# Collected data entries

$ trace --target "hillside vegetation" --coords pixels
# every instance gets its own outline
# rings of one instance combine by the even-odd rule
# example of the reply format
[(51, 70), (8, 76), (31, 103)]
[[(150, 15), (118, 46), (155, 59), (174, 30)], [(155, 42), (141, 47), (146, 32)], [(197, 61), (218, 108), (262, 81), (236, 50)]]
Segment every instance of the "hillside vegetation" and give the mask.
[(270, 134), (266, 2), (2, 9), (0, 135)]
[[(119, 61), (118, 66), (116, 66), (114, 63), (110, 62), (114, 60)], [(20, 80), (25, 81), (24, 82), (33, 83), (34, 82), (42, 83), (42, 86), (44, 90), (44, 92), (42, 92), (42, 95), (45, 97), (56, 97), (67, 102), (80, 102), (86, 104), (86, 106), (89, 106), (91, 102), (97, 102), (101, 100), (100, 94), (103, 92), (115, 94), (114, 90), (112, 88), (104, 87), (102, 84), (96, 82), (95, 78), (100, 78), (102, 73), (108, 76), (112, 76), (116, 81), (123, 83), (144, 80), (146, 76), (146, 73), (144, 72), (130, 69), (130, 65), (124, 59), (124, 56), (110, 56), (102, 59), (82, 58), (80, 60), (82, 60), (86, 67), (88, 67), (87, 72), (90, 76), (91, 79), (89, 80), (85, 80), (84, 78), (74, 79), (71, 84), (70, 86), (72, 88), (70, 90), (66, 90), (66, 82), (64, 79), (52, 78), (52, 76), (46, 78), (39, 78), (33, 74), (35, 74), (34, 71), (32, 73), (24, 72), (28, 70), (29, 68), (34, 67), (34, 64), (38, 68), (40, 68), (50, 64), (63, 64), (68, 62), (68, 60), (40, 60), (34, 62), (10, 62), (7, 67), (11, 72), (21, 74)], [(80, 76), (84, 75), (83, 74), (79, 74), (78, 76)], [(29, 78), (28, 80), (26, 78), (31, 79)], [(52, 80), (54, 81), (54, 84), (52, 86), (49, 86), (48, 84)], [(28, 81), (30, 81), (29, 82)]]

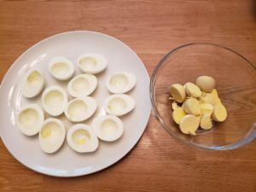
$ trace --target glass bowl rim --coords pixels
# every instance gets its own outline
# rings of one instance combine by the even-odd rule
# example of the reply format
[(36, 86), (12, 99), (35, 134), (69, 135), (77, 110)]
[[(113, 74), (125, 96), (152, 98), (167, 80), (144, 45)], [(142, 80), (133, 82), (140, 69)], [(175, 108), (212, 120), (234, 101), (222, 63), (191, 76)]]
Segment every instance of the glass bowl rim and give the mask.
[(220, 44), (213, 44), (213, 43), (203, 43), (203, 42), (201, 42), (201, 42), (189, 43), (189, 44), (184, 44), (179, 45), (179, 46), (171, 49), (168, 53), (166, 53), (160, 59), (160, 61), (158, 62), (158, 64), (154, 68), (154, 71), (152, 73), (152, 75), (151, 75), (151, 78), (150, 78), (149, 95), (150, 95), (150, 102), (151, 102), (151, 105), (152, 105), (153, 110), (154, 110), (154, 116), (156, 117), (158, 121), (160, 123), (160, 125), (166, 130), (166, 131), (169, 135), (174, 137), (175, 138), (177, 138), (180, 142), (182, 142), (182, 143), (185, 143), (189, 146), (192, 146), (194, 148), (199, 148), (209, 149), (209, 150), (232, 150), (232, 149), (238, 148), (241, 146), (244, 146), (244, 145), (251, 143), (252, 141), (253, 141), (256, 138), (256, 123), (254, 123), (252, 125), (249, 131), (243, 137), (241, 137), (240, 140), (238, 140), (235, 143), (230, 143), (230, 144), (227, 144), (227, 145), (222, 145), (222, 146), (205, 146), (205, 145), (201, 145), (201, 144), (199, 144), (199, 143), (192, 143), (187, 141), (186, 139), (180, 138), (179, 137), (177, 137), (176, 134), (173, 134), (169, 130), (168, 125), (162, 119), (161, 115), (158, 112), (156, 105), (155, 105), (155, 89), (154, 89), (154, 85), (155, 85), (155, 79), (156, 79), (158, 72), (161, 68), (161, 67), (164, 65), (165, 61), (170, 55), (172, 55), (172, 54), (174, 54), (175, 52), (177, 52), (178, 49), (180, 49), (182, 48), (189, 47), (189, 46), (191, 46), (191, 45), (210, 45), (210, 46), (221, 48), (221, 49), (224, 49), (225, 50), (230, 51), (231, 53), (236, 55), (237, 56), (239, 56), (240, 58), (244, 60), (247, 64), (249, 64), (256, 71), (256, 67), (249, 60), (247, 60), (246, 57), (244, 57), (242, 55), (239, 54), (238, 52), (231, 49), (230, 48), (225, 47), (224, 45), (220, 45)]

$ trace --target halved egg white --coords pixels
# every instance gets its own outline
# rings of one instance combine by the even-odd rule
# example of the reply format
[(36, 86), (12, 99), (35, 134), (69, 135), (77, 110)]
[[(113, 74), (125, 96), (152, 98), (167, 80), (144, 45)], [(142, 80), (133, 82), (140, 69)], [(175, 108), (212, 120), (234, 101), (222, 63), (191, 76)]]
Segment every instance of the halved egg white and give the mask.
[(91, 126), (96, 135), (106, 142), (116, 141), (124, 132), (123, 122), (113, 115), (98, 116), (93, 119)]
[(125, 94), (109, 96), (104, 103), (104, 108), (108, 114), (122, 116), (130, 113), (135, 108), (134, 99)]
[(80, 74), (71, 79), (67, 91), (73, 97), (83, 97), (90, 95), (97, 86), (97, 79), (92, 74)]
[(73, 62), (63, 56), (53, 57), (49, 61), (48, 67), (51, 75), (59, 80), (67, 80), (74, 73)]
[(39, 144), (42, 150), (47, 154), (56, 152), (62, 145), (66, 136), (66, 129), (62, 121), (49, 118), (39, 132)]
[(94, 114), (97, 108), (96, 100), (90, 96), (71, 100), (65, 108), (66, 117), (73, 122), (81, 122)]
[(67, 140), (68, 145), (79, 153), (93, 152), (99, 146), (99, 140), (93, 130), (84, 124), (72, 126), (67, 131)]
[(32, 98), (38, 96), (45, 84), (42, 73), (34, 68), (28, 70), (22, 80), (21, 93), (25, 97)]
[(107, 67), (106, 58), (97, 53), (87, 53), (78, 59), (80, 70), (89, 74), (96, 74), (102, 72)]
[(111, 93), (126, 93), (136, 84), (136, 77), (127, 72), (113, 73), (107, 81), (107, 88)]
[(44, 120), (43, 109), (37, 104), (26, 104), (17, 115), (18, 127), (26, 136), (38, 133)]
[(44, 109), (52, 116), (58, 116), (64, 112), (67, 103), (67, 96), (60, 86), (48, 87), (42, 96)]

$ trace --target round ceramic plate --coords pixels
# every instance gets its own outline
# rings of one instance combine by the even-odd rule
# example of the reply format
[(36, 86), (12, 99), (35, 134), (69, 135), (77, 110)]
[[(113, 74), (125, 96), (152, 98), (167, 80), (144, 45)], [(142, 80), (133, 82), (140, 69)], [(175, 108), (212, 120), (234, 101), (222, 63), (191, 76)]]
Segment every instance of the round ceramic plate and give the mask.
[[(104, 100), (110, 93), (106, 79), (115, 72), (125, 71), (137, 77), (136, 87), (128, 92), (136, 101), (135, 109), (121, 117), (125, 125), (124, 135), (116, 142), (100, 141), (94, 153), (79, 154), (65, 140), (63, 146), (53, 154), (44, 154), (39, 146), (38, 136), (23, 135), (16, 124), (18, 111), (26, 103), (42, 106), (41, 95), (26, 99), (20, 93), (20, 80), (31, 67), (43, 72), (46, 86), (61, 85), (67, 90), (67, 82), (60, 83), (48, 71), (48, 62), (55, 55), (63, 55), (76, 64), (77, 58), (86, 52), (96, 52), (108, 60), (108, 67), (96, 75), (98, 86), (91, 95), (96, 99), (98, 108), (95, 115), (84, 123), (90, 125), (94, 117), (104, 114)], [(75, 65), (75, 75), (82, 73)], [(0, 87), (0, 135), (9, 151), (26, 166), (51, 176), (74, 177), (102, 170), (123, 158), (143, 135), (150, 115), (149, 77), (143, 63), (136, 53), (121, 41), (95, 32), (70, 32), (55, 35), (35, 44), (23, 53), (5, 75)], [(46, 118), (49, 117), (44, 113)], [(70, 123), (62, 114), (60, 119), (68, 129)]]

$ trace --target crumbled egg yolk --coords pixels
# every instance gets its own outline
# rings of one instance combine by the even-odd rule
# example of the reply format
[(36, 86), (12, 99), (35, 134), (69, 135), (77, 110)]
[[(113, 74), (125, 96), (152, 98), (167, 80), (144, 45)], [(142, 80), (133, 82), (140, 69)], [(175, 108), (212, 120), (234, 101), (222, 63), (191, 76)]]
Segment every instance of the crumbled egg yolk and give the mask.
[(186, 83), (185, 95), (181, 84), (174, 84), (170, 90), (169, 99), (173, 100), (172, 119), (183, 133), (195, 135), (199, 127), (211, 129), (212, 120), (223, 122), (226, 119), (227, 110), (218, 97), (213, 78), (201, 76), (196, 84)]

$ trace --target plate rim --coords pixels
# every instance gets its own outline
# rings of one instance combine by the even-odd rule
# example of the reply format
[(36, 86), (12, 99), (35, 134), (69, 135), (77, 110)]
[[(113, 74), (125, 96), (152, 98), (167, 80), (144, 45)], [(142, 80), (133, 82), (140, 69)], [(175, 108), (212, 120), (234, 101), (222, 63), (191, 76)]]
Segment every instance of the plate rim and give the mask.
[(57, 38), (59, 36), (61, 36), (61, 35), (65, 35), (65, 34), (70, 34), (70, 33), (94, 33), (94, 34), (97, 34), (97, 35), (102, 35), (102, 36), (105, 36), (108, 38), (111, 38), (113, 40), (115, 40), (115, 41), (118, 41), (119, 43), (120, 43), (123, 46), (125, 46), (125, 48), (127, 48), (130, 51), (131, 51), (136, 56), (137, 58), (138, 59), (138, 61), (143, 64), (142, 67), (143, 68), (143, 70), (147, 73), (147, 80), (148, 81), (148, 93), (147, 94), (147, 96), (148, 97), (148, 101), (149, 101), (149, 103), (148, 103), (148, 113), (146, 114), (146, 117), (147, 117), (147, 121), (146, 121), (146, 125), (145, 125), (145, 127), (143, 128), (143, 131), (142, 132), (142, 135), (139, 137), (138, 140), (132, 145), (131, 146), (131, 148), (125, 152), (125, 154), (123, 154), (122, 155), (120, 155), (119, 158), (117, 158), (117, 160), (113, 160), (113, 162), (111, 162), (108, 166), (103, 166), (102, 168), (99, 168), (99, 169), (96, 169), (94, 170), (93, 172), (83, 172), (81, 173), (79, 173), (79, 174), (74, 174), (74, 173), (72, 173), (72, 174), (67, 174), (67, 175), (58, 175), (58, 174), (55, 174), (55, 173), (49, 173), (49, 172), (44, 172), (42, 170), (38, 170), (33, 165), (29, 166), (28, 165), (26, 165), (25, 162), (22, 162), (20, 160), (19, 160), (19, 158), (16, 157), (15, 154), (14, 154), (11, 150), (8, 147), (8, 144), (7, 144), (7, 142), (5, 141), (5, 139), (1, 136), (2, 135), (2, 131), (0, 129), (0, 139), (3, 141), (3, 143), (4, 145), (4, 147), (7, 148), (7, 151), (18, 161), (20, 162), (21, 165), (23, 165), (25, 167), (26, 167), (27, 169), (29, 170), (32, 170), (33, 172), (38, 172), (38, 173), (41, 173), (41, 174), (44, 174), (44, 175), (47, 175), (47, 176), (50, 176), (50, 177), (81, 177), (81, 176), (85, 176), (85, 175), (90, 175), (90, 174), (93, 174), (95, 172), (98, 172), (100, 171), (102, 171), (104, 169), (107, 169), (110, 166), (112, 166), (113, 165), (116, 164), (118, 161), (121, 160), (125, 155), (127, 155), (133, 148), (137, 144), (137, 143), (141, 140), (143, 135), (144, 134), (144, 131), (145, 130), (147, 129), (147, 126), (148, 125), (148, 122), (149, 122), (149, 119), (150, 119), (150, 115), (151, 115), (151, 110), (152, 110), (152, 106), (151, 106), (151, 103), (150, 103), (150, 96), (149, 96), (149, 85), (150, 85), (150, 78), (149, 78), (149, 74), (148, 74), (148, 72), (144, 65), (144, 63), (143, 62), (143, 61), (140, 59), (140, 57), (137, 55), (137, 54), (131, 48), (129, 47), (127, 44), (125, 44), (124, 42), (122, 42), (121, 40), (113, 37), (113, 36), (110, 36), (108, 34), (106, 34), (106, 33), (102, 33), (102, 32), (95, 32), (95, 31), (87, 31), (87, 30), (75, 30), (75, 31), (67, 31), (67, 32), (60, 32), (60, 33), (57, 33), (57, 34), (54, 34), (52, 36), (49, 36), (38, 42), (37, 42), (36, 44), (34, 44), (33, 45), (30, 46), (27, 49), (26, 49), (22, 54), (20, 54), (15, 60), (15, 61), (11, 64), (11, 66), (9, 67), (9, 68), (7, 70), (7, 72), (5, 73), (4, 76), (3, 76), (3, 79), (0, 84), (0, 97), (1, 97), (1, 93), (3, 91), (3, 84), (6, 83), (7, 81), (7, 78), (9, 76), (9, 74), (10, 73), (10, 72), (12, 71), (13, 67), (15, 67), (15, 63), (20, 59), (22, 58), (22, 56), (24, 55), (26, 55), (27, 52), (29, 52), (31, 49), (38, 47), (40, 44), (45, 42), (45, 41), (49, 41), (49, 40), (51, 40), (52, 38)]

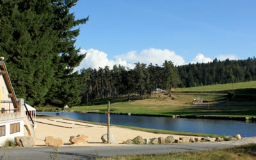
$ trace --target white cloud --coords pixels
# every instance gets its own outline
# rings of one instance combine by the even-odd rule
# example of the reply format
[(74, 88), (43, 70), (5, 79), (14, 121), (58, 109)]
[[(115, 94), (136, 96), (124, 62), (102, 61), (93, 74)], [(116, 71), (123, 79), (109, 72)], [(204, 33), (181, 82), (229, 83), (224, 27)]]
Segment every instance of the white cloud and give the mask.
[(80, 65), (75, 68), (75, 71), (89, 67), (98, 69), (99, 67), (104, 68), (106, 66), (108, 66), (111, 68), (115, 65), (121, 65), (129, 68), (134, 67), (132, 64), (128, 64), (125, 60), (122, 60), (120, 58), (116, 59), (116, 61), (109, 60), (107, 58), (108, 54), (106, 53), (97, 49), (81, 49), (80, 51), (81, 54), (84, 54), (86, 52), (86, 56), (81, 62)]
[(193, 59), (191, 63), (207, 63), (208, 62), (212, 61), (212, 60), (210, 58), (206, 58), (204, 56), (204, 55), (202, 53), (198, 53), (194, 59)]
[(116, 58), (132, 63), (140, 62), (149, 65), (152, 63), (153, 65), (157, 64), (159, 66), (162, 65), (165, 60), (172, 61), (175, 65), (185, 64), (185, 60), (182, 56), (177, 55), (174, 51), (168, 49), (150, 48), (144, 49), (138, 53), (137, 51), (133, 51), (125, 54), (116, 56)]
[[(177, 55), (174, 51), (168, 49), (150, 48), (144, 49), (140, 52), (136, 51), (132, 51), (125, 54), (116, 56), (115, 60), (109, 60), (107, 57), (107, 53), (97, 49), (81, 49), (80, 51), (81, 54), (84, 54), (86, 52), (86, 58), (83, 60), (80, 65), (75, 68), (75, 71), (89, 67), (98, 69), (99, 67), (104, 68), (106, 66), (109, 66), (110, 68), (112, 68), (115, 65), (120, 65), (129, 68), (134, 68), (134, 63), (137, 62), (146, 63), (147, 65), (152, 63), (153, 65), (157, 64), (161, 66), (165, 60), (172, 61), (175, 65), (182, 65), (188, 63), (181, 56)], [(229, 60), (239, 59), (234, 54), (220, 55), (217, 57), (217, 59), (220, 60), (225, 60), (227, 58)], [(205, 57), (202, 53), (198, 53), (193, 59), (191, 63), (196, 63), (197, 62), (207, 63), (211, 61), (212, 61), (211, 58)]]
[(237, 57), (236, 55), (234, 54), (226, 54), (226, 55), (220, 55), (217, 57), (218, 60), (220, 60), (221, 61), (225, 61), (226, 60), (227, 58), (228, 58), (230, 60), (239, 60), (239, 58), (238, 57)]

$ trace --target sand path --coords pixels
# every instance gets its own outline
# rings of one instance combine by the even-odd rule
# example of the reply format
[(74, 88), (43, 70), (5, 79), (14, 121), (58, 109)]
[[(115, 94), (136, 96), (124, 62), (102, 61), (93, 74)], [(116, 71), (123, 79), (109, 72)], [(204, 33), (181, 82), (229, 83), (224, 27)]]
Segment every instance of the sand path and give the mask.
[[(45, 136), (52, 136), (54, 137), (61, 138), (64, 146), (106, 146), (102, 143), (101, 136), (107, 133), (106, 126), (90, 124), (84, 122), (79, 122), (63, 118), (37, 118), (36, 129), (36, 147), (45, 146), (44, 139)], [(156, 134), (140, 131), (132, 130), (118, 127), (111, 126), (110, 132), (114, 135), (116, 145), (122, 145), (124, 141), (127, 139), (133, 139), (138, 136), (141, 136), (143, 138), (152, 138), (172, 136), (174, 138), (179, 139), (179, 137), (185, 136), (172, 135), (167, 134)], [(89, 137), (88, 143), (83, 144), (72, 145), (69, 142), (69, 138), (71, 136), (84, 134)], [(194, 137), (187, 136), (186, 137)]]

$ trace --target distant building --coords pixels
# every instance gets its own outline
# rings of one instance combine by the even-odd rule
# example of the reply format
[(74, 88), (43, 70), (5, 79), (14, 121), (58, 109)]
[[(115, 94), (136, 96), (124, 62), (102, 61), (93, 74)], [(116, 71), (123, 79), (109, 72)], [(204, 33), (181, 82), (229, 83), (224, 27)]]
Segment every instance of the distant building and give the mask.
[(69, 110), (69, 107), (68, 105), (65, 106), (65, 107), (63, 108), (63, 110), (64, 111), (68, 111)]

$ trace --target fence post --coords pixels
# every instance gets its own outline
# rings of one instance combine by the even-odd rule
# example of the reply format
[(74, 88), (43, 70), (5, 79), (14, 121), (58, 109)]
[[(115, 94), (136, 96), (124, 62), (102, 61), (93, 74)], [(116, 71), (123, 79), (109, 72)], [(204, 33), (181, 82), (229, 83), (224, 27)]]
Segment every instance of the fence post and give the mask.
[(110, 143), (109, 141), (109, 126), (110, 126), (110, 102), (108, 101), (108, 143)]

# Task
Can you write out the items again, from the start through the line containing "81), (236, 50)]]", switching "instance" to "object" and changing nothing else?

# Full answer
$ trace --target "hillside vegetation" --coords pixels
# every object gets its own outline
# rings of one object combine by the even-odd rule
# example of the reply format
[(51, 70), (8, 76), (31, 103)]
[[(150, 15), (118, 46), (155, 59), (174, 30)], [(155, 42), (141, 47), (146, 32)], [(197, 61), (218, 108), (262, 81), (236, 50)]]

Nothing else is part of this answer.